Claude forgets everything between sessions. Synaptic fixes that.

Version Tests Node License

Getting Started · Features · How It Works · Enterprise

Every time you start a new Claude Code session, Claude doesn't remember what you worked on yesterday, what decisions you made, or what bugs you hit.

Synaptic gives Claude a persistent memory that carries across sessions. Decisions, insights, bug fixes, project patterns — saved locally and surfaced automatically when Claude starts up.

No cloud dependencies. No API keys. Everything stays on your machine — with optional GitHub sync across your own devices.


Why Not Just Use Claude's Built-In Memory?

Claude Code already has a few memory features. Here's how Synaptic is different.

CLAUDE.md

CLAUDE.md is a file you write by hand with project instructions. Claude reads it at the start of each session. It's great for static rules like "use tabs" or "run pytest."

But it doesn't capture anything that happens during a session — the bugs you found, the decisions you made, the dead ends you explored. When you close the terminal, all of that is gone.

Auto-Compacting

When Claude runs out of context window, it compresses the conversation to make room. This loses detail and nuance.

Synaptic's PreCompact hook runs before compression happens. It saves the important parts to permanent storage. After compacting, Claude still has access to what mattered.

Auto-Memory

Claude's auto-memory (~/.claude/memory/) saves short notes to files. But there's no real search, no semantic understanding, no awareness of which notes are related, and no way for old notes to expire naturally. It's a flat list that grows forever.

▶ **Task requirements**
(a) Decide whether each statement agrees with the Synaptic text. Answer yes or no for each, and quote the deciding words of the text. (i) Synaptic requires API keys to work. (ii) CLAUDE.md is a file written by hand. (iii) Synaptic's PreCompact hook runs after compression.
(b) Using the Synaptic text, explain why Synaptic's PreCompact hook runs before the conversation is compressed.

▶ **Referring expression data based on photos**
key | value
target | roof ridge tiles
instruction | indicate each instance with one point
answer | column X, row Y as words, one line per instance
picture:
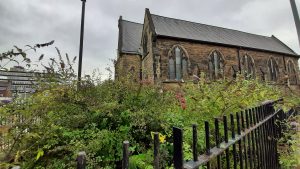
column 212, row 26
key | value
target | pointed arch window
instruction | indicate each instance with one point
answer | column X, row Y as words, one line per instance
column 216, row 65
column 178, row 64
column 248, row 67
column 291, row 70
column 273, row 70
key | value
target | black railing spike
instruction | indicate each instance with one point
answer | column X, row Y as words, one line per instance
column 195, row 142
column 178, row 148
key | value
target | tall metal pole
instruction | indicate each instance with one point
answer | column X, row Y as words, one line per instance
column 296, row 17
column 81, row 41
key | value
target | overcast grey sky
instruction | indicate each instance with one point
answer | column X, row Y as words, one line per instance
column 36, row 21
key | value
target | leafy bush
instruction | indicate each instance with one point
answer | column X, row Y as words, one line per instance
column 48, row 129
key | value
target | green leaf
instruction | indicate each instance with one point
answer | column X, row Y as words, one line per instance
column 40, row 153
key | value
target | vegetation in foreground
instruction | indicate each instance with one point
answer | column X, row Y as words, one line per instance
column 59, row 120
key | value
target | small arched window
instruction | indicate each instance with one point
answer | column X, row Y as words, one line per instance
column 273, row 70
column 178, row 64
column 247, row 63
column 291, row 70
column 216, row 65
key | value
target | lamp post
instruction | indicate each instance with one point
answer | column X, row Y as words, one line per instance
column 81, row 41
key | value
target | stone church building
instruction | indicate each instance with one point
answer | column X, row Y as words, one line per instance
column 166, row 50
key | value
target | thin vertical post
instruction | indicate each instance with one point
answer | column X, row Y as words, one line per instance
column 125, row 161
column 256, row 137
column 244, row 141
column 233, row 137
column 226, row 141
column 217, row 137
column 81, row 160
column 207, row 142
column 177, row 145
column 195, row 142
column 251, row 114
column 156, row 150
column 240, row 141
column 81, row 41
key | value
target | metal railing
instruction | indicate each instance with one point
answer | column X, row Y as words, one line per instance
column 248, row 140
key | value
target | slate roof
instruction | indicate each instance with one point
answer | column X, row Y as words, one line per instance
column 131, row 37
column 176, row 28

▶ **Exercise answers**
(a)
(i) No: "No API keys."
(ii) Yes: "CLAUDE.md is a file you write by hand with project instructions."
(iii) No: "Synaptic's PreCompact hook runs before compression happens."

(b) Compressing the conversation loses detail and nuance. Because the hook runs first, it saves the important parts to permanent storage, so Claude still has access to what mattered after compacting.